> [Image location labeling entries]:
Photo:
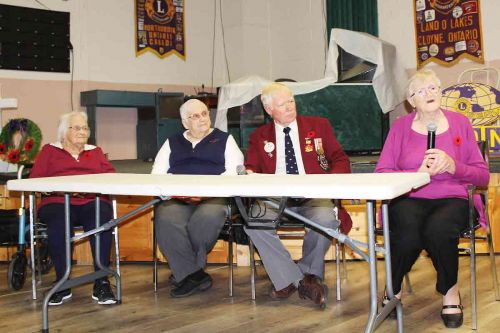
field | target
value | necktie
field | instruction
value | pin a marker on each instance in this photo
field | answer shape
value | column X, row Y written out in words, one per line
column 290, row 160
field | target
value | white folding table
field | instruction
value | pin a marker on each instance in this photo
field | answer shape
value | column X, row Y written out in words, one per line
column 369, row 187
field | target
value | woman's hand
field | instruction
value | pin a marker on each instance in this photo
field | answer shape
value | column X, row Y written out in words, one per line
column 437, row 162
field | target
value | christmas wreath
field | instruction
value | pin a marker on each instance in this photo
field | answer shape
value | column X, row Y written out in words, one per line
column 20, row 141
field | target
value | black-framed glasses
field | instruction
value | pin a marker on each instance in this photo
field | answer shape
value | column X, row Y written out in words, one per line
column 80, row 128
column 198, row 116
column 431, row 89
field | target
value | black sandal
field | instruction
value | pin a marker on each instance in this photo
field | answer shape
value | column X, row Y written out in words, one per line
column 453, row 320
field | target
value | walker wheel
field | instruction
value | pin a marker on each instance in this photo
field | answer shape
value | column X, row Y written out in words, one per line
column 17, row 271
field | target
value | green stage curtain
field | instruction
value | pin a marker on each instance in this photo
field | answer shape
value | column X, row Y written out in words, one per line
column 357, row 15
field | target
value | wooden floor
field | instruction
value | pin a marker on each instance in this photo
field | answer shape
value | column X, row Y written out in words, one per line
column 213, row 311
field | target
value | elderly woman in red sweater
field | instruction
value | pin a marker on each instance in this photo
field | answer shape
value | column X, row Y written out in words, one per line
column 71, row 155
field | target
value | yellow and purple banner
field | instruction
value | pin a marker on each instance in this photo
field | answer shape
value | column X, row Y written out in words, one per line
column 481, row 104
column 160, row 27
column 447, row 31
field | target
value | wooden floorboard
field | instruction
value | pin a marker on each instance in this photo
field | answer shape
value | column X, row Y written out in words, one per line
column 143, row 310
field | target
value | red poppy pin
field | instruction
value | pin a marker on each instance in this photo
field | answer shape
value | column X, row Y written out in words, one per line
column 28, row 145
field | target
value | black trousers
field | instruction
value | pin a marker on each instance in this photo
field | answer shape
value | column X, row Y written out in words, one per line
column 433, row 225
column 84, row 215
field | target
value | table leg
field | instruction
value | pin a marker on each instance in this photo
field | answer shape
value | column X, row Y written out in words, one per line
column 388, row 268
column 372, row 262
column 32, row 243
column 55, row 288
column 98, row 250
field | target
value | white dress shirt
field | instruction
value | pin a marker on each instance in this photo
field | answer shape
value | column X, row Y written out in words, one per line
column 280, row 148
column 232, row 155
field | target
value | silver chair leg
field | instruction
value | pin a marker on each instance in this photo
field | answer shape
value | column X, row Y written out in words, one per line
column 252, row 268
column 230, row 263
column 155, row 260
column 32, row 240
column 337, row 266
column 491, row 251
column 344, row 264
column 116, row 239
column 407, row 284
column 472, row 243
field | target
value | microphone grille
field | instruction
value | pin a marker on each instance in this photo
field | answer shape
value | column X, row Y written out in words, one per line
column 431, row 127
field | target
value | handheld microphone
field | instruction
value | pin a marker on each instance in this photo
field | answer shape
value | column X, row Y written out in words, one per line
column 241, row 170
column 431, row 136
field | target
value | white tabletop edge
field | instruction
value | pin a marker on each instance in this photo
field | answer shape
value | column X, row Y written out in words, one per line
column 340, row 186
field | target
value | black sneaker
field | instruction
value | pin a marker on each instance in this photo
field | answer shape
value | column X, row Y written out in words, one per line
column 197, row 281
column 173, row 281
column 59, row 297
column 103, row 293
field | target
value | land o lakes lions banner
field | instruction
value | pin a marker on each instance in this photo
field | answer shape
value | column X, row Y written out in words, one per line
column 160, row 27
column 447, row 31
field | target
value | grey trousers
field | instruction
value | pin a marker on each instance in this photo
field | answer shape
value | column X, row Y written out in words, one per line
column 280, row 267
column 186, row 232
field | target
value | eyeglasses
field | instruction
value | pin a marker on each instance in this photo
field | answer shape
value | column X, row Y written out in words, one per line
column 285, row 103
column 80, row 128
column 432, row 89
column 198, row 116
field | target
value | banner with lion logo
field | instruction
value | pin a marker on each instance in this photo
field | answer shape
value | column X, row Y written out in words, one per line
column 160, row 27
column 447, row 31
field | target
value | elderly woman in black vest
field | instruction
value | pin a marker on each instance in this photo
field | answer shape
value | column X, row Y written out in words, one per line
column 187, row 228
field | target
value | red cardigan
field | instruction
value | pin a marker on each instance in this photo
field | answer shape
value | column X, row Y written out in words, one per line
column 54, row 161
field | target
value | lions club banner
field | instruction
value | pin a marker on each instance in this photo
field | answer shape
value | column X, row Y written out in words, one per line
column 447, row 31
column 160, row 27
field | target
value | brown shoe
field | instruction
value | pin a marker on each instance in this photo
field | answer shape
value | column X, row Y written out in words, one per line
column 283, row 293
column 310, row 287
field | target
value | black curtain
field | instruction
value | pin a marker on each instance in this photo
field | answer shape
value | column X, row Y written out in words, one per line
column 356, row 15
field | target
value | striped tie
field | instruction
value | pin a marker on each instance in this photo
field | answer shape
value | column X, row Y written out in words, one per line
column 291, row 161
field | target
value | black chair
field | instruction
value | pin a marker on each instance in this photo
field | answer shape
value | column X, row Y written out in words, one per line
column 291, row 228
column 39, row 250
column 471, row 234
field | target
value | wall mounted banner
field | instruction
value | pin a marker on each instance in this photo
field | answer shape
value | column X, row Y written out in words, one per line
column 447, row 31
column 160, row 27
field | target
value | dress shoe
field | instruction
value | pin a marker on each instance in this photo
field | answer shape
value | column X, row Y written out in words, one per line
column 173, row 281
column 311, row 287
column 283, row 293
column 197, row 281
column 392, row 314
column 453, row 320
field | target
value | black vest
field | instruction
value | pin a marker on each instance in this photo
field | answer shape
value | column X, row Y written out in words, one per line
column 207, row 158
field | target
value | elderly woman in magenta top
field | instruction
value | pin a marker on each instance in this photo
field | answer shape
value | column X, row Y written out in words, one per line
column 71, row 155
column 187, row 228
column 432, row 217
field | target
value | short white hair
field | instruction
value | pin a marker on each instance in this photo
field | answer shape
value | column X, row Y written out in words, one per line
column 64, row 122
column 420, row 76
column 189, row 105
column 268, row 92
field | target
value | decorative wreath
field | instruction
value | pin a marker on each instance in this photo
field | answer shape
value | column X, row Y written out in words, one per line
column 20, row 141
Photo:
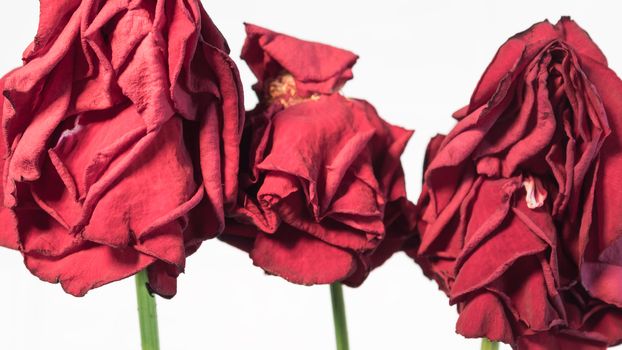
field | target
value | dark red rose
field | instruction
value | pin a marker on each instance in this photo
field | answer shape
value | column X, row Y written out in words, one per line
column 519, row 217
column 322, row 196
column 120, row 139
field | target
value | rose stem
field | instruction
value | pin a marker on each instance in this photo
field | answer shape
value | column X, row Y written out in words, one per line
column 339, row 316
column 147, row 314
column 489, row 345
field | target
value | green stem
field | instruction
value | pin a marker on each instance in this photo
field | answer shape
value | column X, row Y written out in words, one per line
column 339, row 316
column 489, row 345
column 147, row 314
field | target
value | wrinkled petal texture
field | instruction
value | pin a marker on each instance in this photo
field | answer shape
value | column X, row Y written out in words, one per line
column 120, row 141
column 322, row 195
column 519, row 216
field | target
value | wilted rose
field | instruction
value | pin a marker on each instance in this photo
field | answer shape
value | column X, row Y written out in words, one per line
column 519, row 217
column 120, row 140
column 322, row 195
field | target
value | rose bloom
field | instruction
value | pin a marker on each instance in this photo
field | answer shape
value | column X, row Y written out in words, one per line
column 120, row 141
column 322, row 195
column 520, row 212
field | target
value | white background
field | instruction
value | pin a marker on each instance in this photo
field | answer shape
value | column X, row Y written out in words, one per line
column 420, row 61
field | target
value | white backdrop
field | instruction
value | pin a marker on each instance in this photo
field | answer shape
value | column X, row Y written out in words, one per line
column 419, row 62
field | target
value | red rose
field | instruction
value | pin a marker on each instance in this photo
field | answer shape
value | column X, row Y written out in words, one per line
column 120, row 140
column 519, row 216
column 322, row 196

> [Set problem]:
Which lines in the entries above contain the string "elderly"? Pull out every such line in full, treating uppercase and lowercase letters as different.

> [Problem solution]:
value | elderly woman in red sweater
value | elderly woman in black vest
value | elderly woman in magenta top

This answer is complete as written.